(Work to be completed) Restate word for word all of the lines below, with each image left out.
◇ ◇ ◇
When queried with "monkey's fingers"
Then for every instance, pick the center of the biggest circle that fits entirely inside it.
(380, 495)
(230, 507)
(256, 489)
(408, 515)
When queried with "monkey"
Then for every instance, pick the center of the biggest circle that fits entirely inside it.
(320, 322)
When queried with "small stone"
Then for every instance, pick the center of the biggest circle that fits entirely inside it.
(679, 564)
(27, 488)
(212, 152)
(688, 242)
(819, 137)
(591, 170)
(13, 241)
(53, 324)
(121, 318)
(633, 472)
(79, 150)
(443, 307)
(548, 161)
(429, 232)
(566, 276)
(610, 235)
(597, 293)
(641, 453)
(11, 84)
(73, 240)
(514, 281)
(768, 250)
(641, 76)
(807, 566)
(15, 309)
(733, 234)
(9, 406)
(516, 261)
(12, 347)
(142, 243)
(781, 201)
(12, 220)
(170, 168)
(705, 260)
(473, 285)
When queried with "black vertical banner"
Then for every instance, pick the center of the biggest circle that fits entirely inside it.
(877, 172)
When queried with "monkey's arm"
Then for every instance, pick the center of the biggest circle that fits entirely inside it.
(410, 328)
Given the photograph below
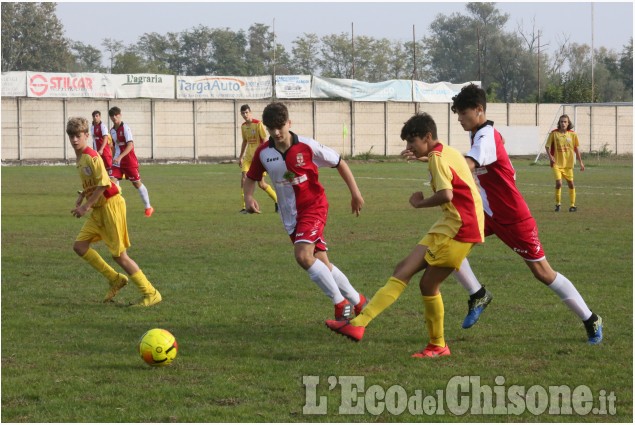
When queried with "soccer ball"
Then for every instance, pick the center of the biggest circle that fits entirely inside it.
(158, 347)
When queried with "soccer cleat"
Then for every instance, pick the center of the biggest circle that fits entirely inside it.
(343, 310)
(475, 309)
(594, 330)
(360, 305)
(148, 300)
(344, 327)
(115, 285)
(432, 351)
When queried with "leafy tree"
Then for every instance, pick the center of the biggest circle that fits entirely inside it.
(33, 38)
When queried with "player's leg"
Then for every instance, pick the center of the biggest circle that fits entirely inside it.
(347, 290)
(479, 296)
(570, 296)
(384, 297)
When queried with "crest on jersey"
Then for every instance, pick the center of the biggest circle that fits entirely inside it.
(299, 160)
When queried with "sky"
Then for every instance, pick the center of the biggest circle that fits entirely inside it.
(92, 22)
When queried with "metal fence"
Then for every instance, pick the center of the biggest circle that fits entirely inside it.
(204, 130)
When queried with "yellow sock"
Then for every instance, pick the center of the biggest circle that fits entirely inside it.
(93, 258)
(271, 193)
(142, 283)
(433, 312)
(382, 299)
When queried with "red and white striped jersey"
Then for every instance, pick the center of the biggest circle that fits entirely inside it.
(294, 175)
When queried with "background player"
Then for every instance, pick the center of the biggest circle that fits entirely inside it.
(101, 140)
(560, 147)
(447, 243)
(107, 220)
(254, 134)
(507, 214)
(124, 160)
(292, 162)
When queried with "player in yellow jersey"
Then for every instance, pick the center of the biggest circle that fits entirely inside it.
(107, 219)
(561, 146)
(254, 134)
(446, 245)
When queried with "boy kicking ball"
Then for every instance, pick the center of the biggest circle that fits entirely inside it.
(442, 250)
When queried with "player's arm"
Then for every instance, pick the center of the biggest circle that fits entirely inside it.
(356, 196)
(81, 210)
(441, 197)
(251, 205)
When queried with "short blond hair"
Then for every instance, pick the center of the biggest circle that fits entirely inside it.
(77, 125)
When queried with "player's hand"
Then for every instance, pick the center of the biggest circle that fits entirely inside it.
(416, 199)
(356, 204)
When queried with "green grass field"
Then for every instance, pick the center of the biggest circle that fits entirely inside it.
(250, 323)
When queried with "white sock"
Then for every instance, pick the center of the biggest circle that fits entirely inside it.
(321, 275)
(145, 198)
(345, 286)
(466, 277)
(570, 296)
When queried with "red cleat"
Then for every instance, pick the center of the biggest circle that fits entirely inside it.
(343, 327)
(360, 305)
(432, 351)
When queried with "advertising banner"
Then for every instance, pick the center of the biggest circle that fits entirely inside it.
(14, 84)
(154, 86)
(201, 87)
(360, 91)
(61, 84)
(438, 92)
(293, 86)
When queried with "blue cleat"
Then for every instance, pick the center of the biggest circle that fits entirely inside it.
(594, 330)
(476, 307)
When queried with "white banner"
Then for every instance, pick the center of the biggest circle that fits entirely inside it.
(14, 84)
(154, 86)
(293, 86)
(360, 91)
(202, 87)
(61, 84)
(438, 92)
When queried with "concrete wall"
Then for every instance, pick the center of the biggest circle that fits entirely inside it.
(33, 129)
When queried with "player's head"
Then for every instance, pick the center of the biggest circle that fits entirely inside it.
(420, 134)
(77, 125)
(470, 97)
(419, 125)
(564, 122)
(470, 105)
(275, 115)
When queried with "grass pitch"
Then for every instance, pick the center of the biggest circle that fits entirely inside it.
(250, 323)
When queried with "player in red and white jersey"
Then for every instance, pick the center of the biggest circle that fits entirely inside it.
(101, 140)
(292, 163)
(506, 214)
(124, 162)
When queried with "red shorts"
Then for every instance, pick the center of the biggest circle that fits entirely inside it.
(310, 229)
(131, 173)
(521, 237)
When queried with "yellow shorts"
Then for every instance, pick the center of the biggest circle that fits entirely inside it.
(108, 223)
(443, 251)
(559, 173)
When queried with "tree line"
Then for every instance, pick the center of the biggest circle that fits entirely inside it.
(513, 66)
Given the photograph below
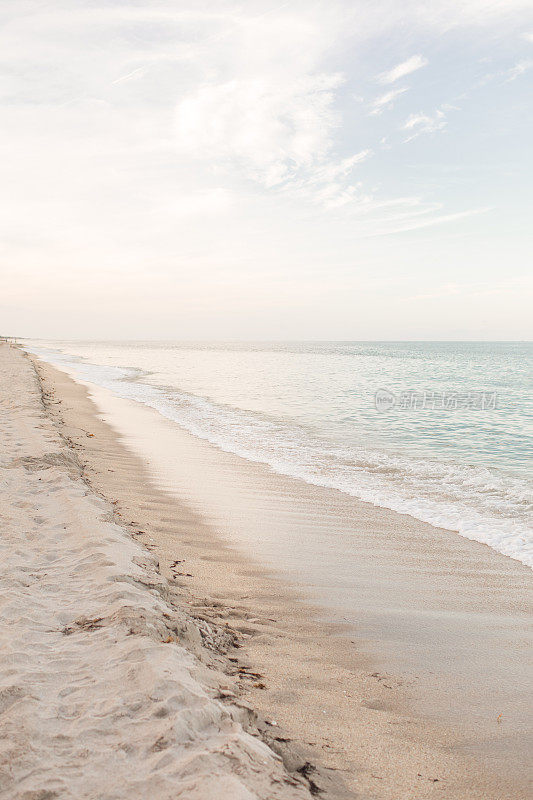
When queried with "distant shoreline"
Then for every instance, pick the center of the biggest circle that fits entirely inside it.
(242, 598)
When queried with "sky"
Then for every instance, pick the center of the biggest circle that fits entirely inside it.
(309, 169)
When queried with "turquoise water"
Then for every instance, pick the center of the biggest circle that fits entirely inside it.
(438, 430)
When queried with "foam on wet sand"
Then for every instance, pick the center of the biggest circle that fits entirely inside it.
◇ ◇ ◇
(Reply)
When queried with "monkey's fingers"
Then for every instance, pick the center of the biggest circle that fits entirely inside it.
(380, 495)
(230, 507)
(256, 489)
(408, 515)
When queried with "monkey"
Then for every instance, pick the center of the biggest circle that fits entirely inside it.
(320, 322)
When queried with "small stone"
Then for every instance, pick the center of the biggest circle that fits entirely inside it.
(679, 564)
(27, 488)
(212, 152)
(688, 242)
(819, 137)
(591, 170)
(13, 241)
(53, 324)
(121, 318)
(633, 472)
(79, 150)
(443, 307)
(548, 161)
(429, 232)
(566, 276)
(610, 235)
(597, 293)
(641, 453)
(11, 84)
(73, 240)
(514, 281)
(768, 250)
(641, 76)
(807, 566)
(15, 309)
(733, 234)
(9, 406)
(516, 261)
(12, 347)
(142, 243)
(781, 201)
(12, 220)
(170, 168)
(705, 260)
(473, 285)
When queried with "black vertical banner"
Then for every instance, pick the center of the biggest circle that fits entirely inside it.
(877, 172)
When queried with "monkey's arm"
Then for every instance, pick the center of the biggest circle that fits entirely inside it.
(410, 328)
Given the photograph below
When queried with "soccer ball"
Then for every instance, pick the center of the biggest circle that fits entirely inside it.
(158, 347)
When queried with "soccer cleat"
Then for every instance, pick the center of the biggest circle that fits entirely inside it.
(343, 310)
(475, 309)
(594, 330)
(360, 305)
(148, 300)
(344, 327)
(115, 285)
(432, 351)
When queried with "leafy tree"
Then for every instance, pick the center of the biggest circle that fits entirely inside it.
(33, 38)
When queried with "player's leg"
Then for every instance, pick the center of the biggest circle that fits entirely inside it.
(347, 290)
(479, 296)
(570, 296)
(384, 297)
When queried with "crest on jersey"
Then for every instance, pick the center of the biggest circle that fits entirely inside it.
(299, 160)
When queried with "sky"
Then for every instance, pick the center of the biggest circle that fits entirely inside it.
(92, 22)
When queried with "metal fence"
Then for every instance, pick the center of the biggest circle that fits entirely inside it.
(204, 130)
When queried with "yellow sock"
Then for every instance, pick the center of the biggest circle that fits entirely inside it.
(93, 258)
(271, 193)
(142, 283)
(433, 312)
(382, 299)
When queried with "red and white striped jersey"
Then for every instance, pick the center of the biggest circle that fits entirely inside it.
(294, 175)
When queried with "background player"
Then for every instance, pick the center of the biggest circle that fits entirely inside it.
(101, 140)
(560, 147)
(447, 243)
(107, 220)
(254, 134)
(507, 214)
(124, 160)
(292, 162)
When queried with "player in yellow jersey"
Then for every instance, pick the center of the biggest circle that fits entirely inside it.
(107, 219)
(561, 146)
(254, 134)
(446, 245)
When queried with "boy kicking ball"
Then for every instance, pick the center of the biggest circle that fits entirely inside it.
(442, 250)
When queried with "player's arm"
Then for every instance, pick the center of the biggest circle that fits entirely inside it.
(356, 196)
(81, 210)
(441, 197)
(251, 205)
When queried with "short blond hair"
Then for every instance, pick the center of the biggest circle that fits entirely inside it.
(77, 125)
When queried with "player's hand"
Then for every instance, pick the center of the biggest circle that fits entirely inside it.
(416, 199)
(356, 204)
When queried with "green grass field"
Then for every instance, pick the center of the biggest circle that fits entirely inside it.
(250, 323)
When queried with "white sock"
Then for every instance, pick the center of the biggest circle that fits entirely inside it.
(321, 275)
(145, 198)
(345, 286)
(466, 277)
(570, 296)
When queried with "red cleat"
Then for every instance, pick the center of the biggest circle that fits entirely inside it.
(343, 327)
(360, 305)
(432, 351)
When queried with "advertising banner"
Then for every instance, pick the center of the biggest circle that fits entirely inside it.
(14, 84)
(154, 86)
(201, 87)
(360, 91)
(61, 84)
(438, 92)
(293, 86)
When queried with "blue cleat"
Then for every instance, pick the center of the biggest circle that fits entirely inside it.
(594, 330)
(476, 307)
When queried with "white banner"
Then for every instance, pick the center of the biggest circle that fits entirely inside it.
(14, 84)
(154, 86)
(293, 86)
(360, 91)
(202, 87)
(61, 84)
(438, 92)
When queried with "concrete wall"
Then for every instance, pick the center of the biggest circle that fits entirely inside it.
(33, 129)
When queried with "player's head"
Then for every instance, pick the center of the biggest circle that fits entirely inside it.
(420, 134)
(77, 125)
(470, 97)
(419, 125)
(564, 122)
(470, 105)
(275, 115)
When queried with "grass pitch"
Then for every instance, pick the center of the biggest circle that fits entirely inside it.
(250, 323)
When queried with "player in red and white jersey"
Then for every instance, pick the center of the biggest circle that fits entirely inside it.
(101, 140)
(292, 163)
(506, 214)
(124, 162)
When queried with "red shorts"
Then for every instance, pick the center of the biggest circle that fits entirely inside it.
(310, 229)
(131, 173)
(521, 237)
When queried with "yellow shorts"
Then for every instance, pick the center of the biggest circle that fits entirely inside it.
(108, 223)
(443, 251)
(559, 173)
When queried with "tree line"
Then for every instance, pick the center of the biggest circle that fits entirely inside it.
(513, 66)
Given the photograph below
When queried with "distant shoreline"
Then for every instance, pick the center of the biggest circle that fits entirely inside it.
(242, 598)
When queried with "sky"
Then for every instance, pick the center of the biggest circle that fits entirely inside it.
(309, 169)
When queried with "turquoise water"
Then for every instance, pick the center of the biggest circle that fits entirely inside it.
(438, 430)
When queried with "foam on wet sand"
Then for every instance, pick the center of the biggest circle that fits entirely inside it.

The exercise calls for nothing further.